> [Exercise tasks]:
[1] According to the Café La MaMa text, on what date did the unnamed space open?
[2] Does each statement agree with the Café La MaMa text? Answer yes or no for each, quoting the deciding words. (a) The first production was a Tennessee Williams story adapted by Andy Milligan. (b) Stewart worked at Saks from 1950 to 1960. (c) About fifty people could sit in the first theater.
[3] Can you carry on the Café La MaMa text from its last sentence?

> [Reading text]:
########

Café La MaMa (original location)

321 E 9th St, New York, NY 10003


Café La MaMa’s first location was in a basement on East Ninth Street, right next door to the Harris family’s longtime residence, and after it moved to Second Avenue, Ellen Stewart kept this space as a rehearsal studio.

Stories

Andy Milligan Teaches the Tricks of the Trade

People

Ellen Stewart’s first theater was a twenty-by-thirty-foot space with a ten-foot ceiling—little more than a room with a hall, toilet, fireplace, coffee bar, and stage. About thirty people could sit at the nine tables crammed into the space. “I would stand up on the street on the sidewalk and tried to lure in customers,” Paul Foster said. “We were willing slaves to the theater. And so we had a lot of work to do on no budget, and just two people. But we didn’t know, because nobody told us that it could not be done, so we just did it. We had no expertise. We’d admit it, but we wouldn’t shout it.” After nine months of renovations, the unnamed space opened on July 27, 1962. Its first production was One Arm, a Tennessee Williams story adapted by Andy Milligan, the intense dressmaker who also directed shows at Caffe Cino. He taught Stewart and Foster the basics: what was stage right and stage left, for instance, and everything about lighting—a lesson they learned one day when Milligan asked them if they had any gels, the industry term for lighting filters. It was a simple question that confounded this unlikely theatrical couple, a beautiful black woman and gay white ex-lawyer. “I looked at her and she looked at me,” Foster recalled, “and I said, ‘I don’t know, sugar pot, you have any gels?’ And Ellen said, ‘Hmm, let me look at my purse.’ Of course, who would put lighting gels in a purse? Andy knew he had to take total charge, and he did. We used him like an open book, and he was a very good teacher.” With no money to buy theater lights, Milligan taught them how to place an ordinary lightbulb in a large tomato can, painted black, and attach the gels with a rubber band.

From Chapter 6 of The Downtown Pop Underground — order online, or from a local independent bookstore


Ellen Stewart Explores the City

People

On Sundays, Ellen Stewart used her free time to explore the city on the subway, and she eventually stumbled upon a few blocks on the Lower East Side that were overflowing with fabrics sold by vendors. A Jewish merchant with “this little black thing on his head,” as Stewart called it, approached her, looking to make a sale. Abraham Diamond soon realized she had no money, but he could tell she had a talent for design, so he took her under his wing and adopted Ellen as his “artistic daughter and designer.” “Orchard Street is just a couple of blocks south of where La MaMa was,” said playwright Paul Foster, who helped Stewart start Café La MaMa and stuck with her through the years. “That’s where she met her buddy, Papa Diamond. He kept a pushcart in his window, to show everybody what he came from, because he was a peddler. He adored Ellen, and she adored him.” Diamond provided Stewart with fabric, and she would take the subway back to Diamond’s store every Sunday with a new outfit, when her “Papa” ushered her around Orchard Street, praising his “daughter’s” designs. Back at Saks, where she worked from 1950 to 1958, customers saw Stewart in one of her self-designed outfits and thought she was a Balenciaga model. “Somebody finally noticed,” recalled Robert Patrick, “and she wound up with her own little boutique, Miss Ellie’s Boutique at Saks.”

########

> [Records]:

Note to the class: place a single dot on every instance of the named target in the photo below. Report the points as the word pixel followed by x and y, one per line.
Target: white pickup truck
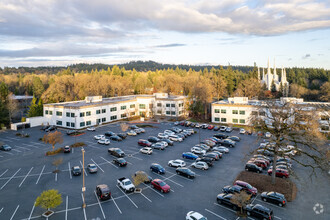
pixel 126 184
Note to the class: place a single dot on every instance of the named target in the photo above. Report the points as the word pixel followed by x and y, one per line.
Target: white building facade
pixel 95 110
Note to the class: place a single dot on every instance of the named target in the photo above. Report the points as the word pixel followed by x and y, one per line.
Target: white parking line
pixel 97 165
pixel 31 211
pixel 14 213
pixel 3 173
pixel 40 174
pixel 66 208
pixel 25 177
pixel 116 205
pixel 99 204
pixel 215 214
pixel 127 196
pixel 83 168
pixel 10 179
pixel 69 170
pixel 109 162
pixel 82 197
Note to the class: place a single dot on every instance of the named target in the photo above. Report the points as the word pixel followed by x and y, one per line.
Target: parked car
pixel 279 173
pixel 146 150
pixel 258 211
pixel 117 152
pixel 155 167
pixel 98 137
pixel 253 167
pixel 200 165
pixel 104 141
pixel 76 171
pixel 5 147
pixel 274 197
pixel 160 185
pixel 120 162
pixel 131 133
pixel 189 155
pixel 226 199
pixel 195 216
pixel 92 168
pixel 66 149
pixel 176 163
pixel 183 171
pixel 198 150
pixel 247 187
pixel 232 189
pixel 143 142
pixel 91 129
pixel 103 192
pixel 116 138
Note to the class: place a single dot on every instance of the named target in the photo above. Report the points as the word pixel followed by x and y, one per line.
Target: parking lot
pixel 25 172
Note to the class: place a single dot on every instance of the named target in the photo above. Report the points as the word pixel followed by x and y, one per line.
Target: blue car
pixel 155 167
pixel 189 155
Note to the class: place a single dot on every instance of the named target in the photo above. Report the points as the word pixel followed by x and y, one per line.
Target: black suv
pixel 258 211
pixel 117 152
pixel 153 139
pixel 252 167
pixel 220 135
pixel 103 192
pixel 274 197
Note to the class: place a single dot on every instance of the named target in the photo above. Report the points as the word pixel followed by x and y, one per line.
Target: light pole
pixel 83 188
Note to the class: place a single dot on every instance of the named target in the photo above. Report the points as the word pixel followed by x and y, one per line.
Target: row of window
pixel 234 120
pixel 234 112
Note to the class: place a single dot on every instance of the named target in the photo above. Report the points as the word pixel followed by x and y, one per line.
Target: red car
pixel 279 173
pixel 210 127
pixel 144 143
pixel 160 185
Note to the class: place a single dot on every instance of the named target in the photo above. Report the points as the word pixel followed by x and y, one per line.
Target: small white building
pixel 95 110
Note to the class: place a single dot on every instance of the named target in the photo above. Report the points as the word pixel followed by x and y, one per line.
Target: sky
pixel 290 33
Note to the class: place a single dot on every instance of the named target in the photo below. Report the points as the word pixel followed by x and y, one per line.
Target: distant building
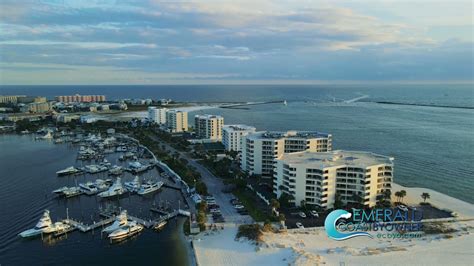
pixel 209 126
pixel 157 115
pixel 232 136
pixel 80 98
pixel 260 149
pixel 88 119
pixel 318 177
pixel 177 121
pixel 39 107
pixel 10 98
pixel 66 118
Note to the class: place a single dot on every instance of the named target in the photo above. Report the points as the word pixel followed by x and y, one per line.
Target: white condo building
pixel 316 177
pixel 209 126
pixel 177 121
pixel 233 135
pixel 260 149
pixel 157 115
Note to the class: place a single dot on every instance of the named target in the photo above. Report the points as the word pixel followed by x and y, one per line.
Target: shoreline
pixel 311 246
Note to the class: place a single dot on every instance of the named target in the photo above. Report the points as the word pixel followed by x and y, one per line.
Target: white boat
pixel 134 185
pixel 120 221
pixel 149 187
pixel 44 226
pixel 68 171
pixel 128 230
pixel 160 225
pixel 68 192
pixel 115 190
pixel 116 170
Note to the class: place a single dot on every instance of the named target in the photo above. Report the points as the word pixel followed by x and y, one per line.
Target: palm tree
pixel 425 196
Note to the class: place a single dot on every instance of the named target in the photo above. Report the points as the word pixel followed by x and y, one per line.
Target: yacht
pixel 160 225
pixel 133 186
pixel 128 230
pixel 149 187
pixel 68 171
pixel 120 221
pixel 116 170
pixel 68 192
pixel 115 190
pixel 44 226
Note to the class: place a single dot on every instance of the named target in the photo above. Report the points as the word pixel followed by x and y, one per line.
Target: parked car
pixel 402 207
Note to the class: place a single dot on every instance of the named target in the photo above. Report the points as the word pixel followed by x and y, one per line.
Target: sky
pixel 64 42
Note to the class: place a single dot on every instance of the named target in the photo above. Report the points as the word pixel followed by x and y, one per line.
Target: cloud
pixel 247 39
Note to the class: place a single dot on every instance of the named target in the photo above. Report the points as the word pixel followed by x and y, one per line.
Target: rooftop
pixel 288 134
pixel 238 127
pixel 207 116
pixel 335 158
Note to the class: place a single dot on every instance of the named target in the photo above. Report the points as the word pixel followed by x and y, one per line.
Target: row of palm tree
pixel 402 193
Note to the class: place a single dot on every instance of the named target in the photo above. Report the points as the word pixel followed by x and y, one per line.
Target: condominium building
pixel 232 136
pixel 317 177
pixel 41 107
pixel 177 121
pixel 209 126
pixel 10 98
pixel 260 149
pixel 80 98
pixel 157 115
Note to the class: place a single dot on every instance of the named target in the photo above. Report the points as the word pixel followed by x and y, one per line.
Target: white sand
pixel 313 247
pixel 439 200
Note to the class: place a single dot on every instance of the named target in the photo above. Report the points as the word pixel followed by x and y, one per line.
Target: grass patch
pixel 251 232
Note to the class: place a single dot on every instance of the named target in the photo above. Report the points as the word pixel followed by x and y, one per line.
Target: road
pixel 214 187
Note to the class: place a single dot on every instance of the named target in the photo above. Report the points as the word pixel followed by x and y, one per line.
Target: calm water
pixel 27 177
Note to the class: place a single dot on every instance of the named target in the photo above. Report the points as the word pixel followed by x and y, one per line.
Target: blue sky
pixel 168 42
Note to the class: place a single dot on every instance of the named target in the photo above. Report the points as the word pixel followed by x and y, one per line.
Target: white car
pixel 402 207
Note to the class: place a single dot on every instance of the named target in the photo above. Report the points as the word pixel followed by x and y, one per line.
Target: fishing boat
pixel 44 226
pixel 120 221
pixel 128 230
pixel 68 171
pixel 116 170
pixel 134 185
pixel 115 190
pixel 68 192
pixel 149 187
pixel 160 225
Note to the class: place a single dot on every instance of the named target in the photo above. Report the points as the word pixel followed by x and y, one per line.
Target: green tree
pixel 425 196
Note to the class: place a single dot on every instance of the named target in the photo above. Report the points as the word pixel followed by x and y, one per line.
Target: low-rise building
pixel 177 121
pixel 157 115
pixel 209 127
pixel 10 98
pixel 317 178
pixel 232 136
pixel 260 149
pixel 40 107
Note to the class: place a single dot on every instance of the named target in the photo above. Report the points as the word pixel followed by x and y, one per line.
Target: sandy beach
pixel 312 246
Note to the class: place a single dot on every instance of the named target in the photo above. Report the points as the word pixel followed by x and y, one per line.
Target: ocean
pixel 432 146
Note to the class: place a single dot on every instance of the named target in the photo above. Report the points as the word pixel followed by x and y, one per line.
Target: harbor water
pixel 27 177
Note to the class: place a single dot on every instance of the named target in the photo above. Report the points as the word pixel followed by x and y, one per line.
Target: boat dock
pixel 86 228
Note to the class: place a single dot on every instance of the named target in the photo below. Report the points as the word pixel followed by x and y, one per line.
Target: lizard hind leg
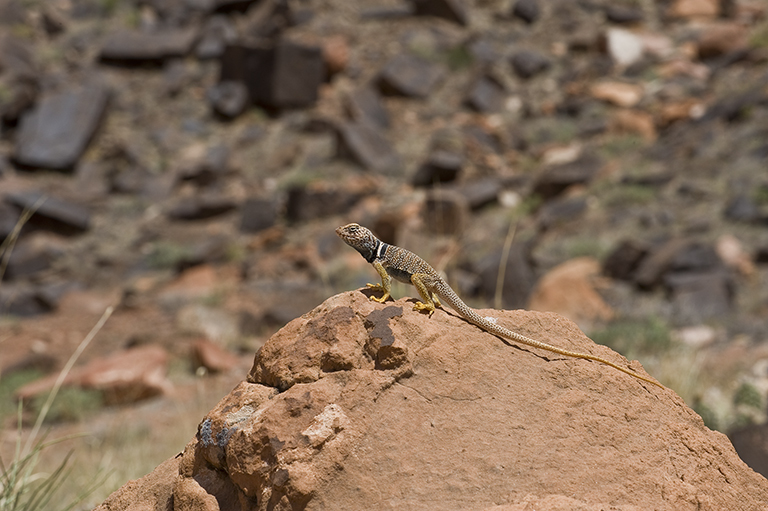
pixel 427 304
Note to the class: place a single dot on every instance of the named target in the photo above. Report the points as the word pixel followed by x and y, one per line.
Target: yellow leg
pixel 427 304
pixel 386 283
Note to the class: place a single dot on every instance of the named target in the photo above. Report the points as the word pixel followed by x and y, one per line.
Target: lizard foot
pixel 421 306
pixel 378 287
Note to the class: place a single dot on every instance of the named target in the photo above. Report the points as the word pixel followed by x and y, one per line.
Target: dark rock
pixel 21 300
pixel 277 75
pixel 559 210
pixel 32 255
pixel 228 6
pixel 366 145
pixel 56 132
pixel 217 33
pixel 39 362
pixel 441 167
pixel 54 22
pixel 134 47
pixel 742 208
pixel 529 63
pixel 306 203
pixel 209 168
pixel 622 262
pixel 9 216
pixel 201 207
pixel 52 213
pixel 623 14
pixel 751 443
pixel 410 76
pixel 676 256
pixel 699 296
pixel 228 98
pixel 445 212
pixel 480 192
pixel 486 95
pixel 365 105
pixel 477 137
pixel 212 357
pixel 519 277
pixel 258 214
pixel 695 256
pixel 527 10
pixel 393 12
pixel 554 180
pixel 452 10
pixel 483 51
pixel 175 77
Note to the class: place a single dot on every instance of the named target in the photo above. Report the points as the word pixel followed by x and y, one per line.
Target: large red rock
pixel 358 405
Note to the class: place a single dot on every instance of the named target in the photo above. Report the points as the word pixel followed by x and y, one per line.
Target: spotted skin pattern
pixel 403 265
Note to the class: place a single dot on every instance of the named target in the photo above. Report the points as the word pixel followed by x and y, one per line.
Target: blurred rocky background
pixel 188 160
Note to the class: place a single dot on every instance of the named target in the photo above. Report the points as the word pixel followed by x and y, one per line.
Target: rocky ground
pixel 187 161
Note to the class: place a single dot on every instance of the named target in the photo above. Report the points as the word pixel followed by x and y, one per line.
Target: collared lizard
pixel 403 265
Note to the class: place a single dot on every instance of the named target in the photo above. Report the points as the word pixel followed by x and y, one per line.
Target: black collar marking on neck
pixel 378 252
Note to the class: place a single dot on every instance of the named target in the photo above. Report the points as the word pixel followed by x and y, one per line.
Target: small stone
pixel 624 47
pixel 561 210
pixel 623 14
pixel 411 76
pixel 742 208
pixel 480 192
pixel 365 105
pixel 554 180
pixel 721 39
pixel 134 47
pixel 527 10
pixel 33 254
pixel 700 296
pixel 694 9
pixel 635 121
pixel 619 93
pixel 306 202
pixel 519 278
pixel 622 262
pixel 486 95
pixel 368 146
pixel 441 167
pixel 52 213
pixel 731 252
pixel 528 63
pixel 57 131
pixel 200 207
pixel 336 53
pixel 445 212
pixel 217 33
pixel 452 10
pixel 229 98
pixel 258 214
pixel 569 289
pixel 212 357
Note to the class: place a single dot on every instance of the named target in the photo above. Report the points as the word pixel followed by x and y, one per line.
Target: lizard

########

> [Results for each task]:
[1] July 27, 1962.

[2]
(a) Yes: "Its first production was One Arm, a Tennessee Williams story adapted by Andy Milligan"
(b) No: "where she worked from 1950 to 1958"
(c) No: "About thirty people could sit at the nine tables crammed into the space."

[3]
From Chapter 6 of The Downtown Pop Underground — order online, or from a local independent bookstore


Ellen Stewart Hassled By Neighbors and the City

People

The neighborhood’s Ukrainian residents were suspicious of their first black neighbor, Ellen Stewart. “She was attractive, and they saw white young men going down to the basement, so they kept calling the police thinking that she was a prostitute,” Agosto Machado said. “They were unaware that she was trying to start a theater, and that the young men were gay men who were helping her, so they harassed her and harassed her and harassed her.” Nosy neighbors eventually called the health department to shut her down, but in a stroke of luck—one of dozens that kept La MaMa open over the years—the inspector had a history in theater and vaudeville. Instead of issuing a summons, he helped her obtain a restaurant license to avoid further legal complications. Stewart’s theater still had no name during the inspection, and she needed something for the restaurant license application. After one friend suggested “Mama,” they decided to fancy-it‑up by calling it “Café La MaMa.” After satisfying the health inspector, Stewart focused on winning over her neighbors. “Ellen had a very wonderful way of putting people at ease,” Paul Foster said. “She baked cookies, and gave them cookies. She ingratiated herself, and pretty soon, they became friends and we got them into the theater. It was maybe the first one that they had ever seen in their lives.” But Ellen’s charm offensive did little to protect the theater against a constant stream of citations from city officials throughout the 1960s. In April 1963, the city’s Buildings Department enforced a ban on theaters in the area and shut down Café La MaMa once again. Undaunted, Stewart moved her theater to a second-floor loft at 82 Second Avenue, and soon after was forced to move it farther down Second Avenue. Like a bureaucratic version of whack-a-mole, La MaMa then moved to St. Mark’s Place, and finally to its longtime home on East Fourth Street.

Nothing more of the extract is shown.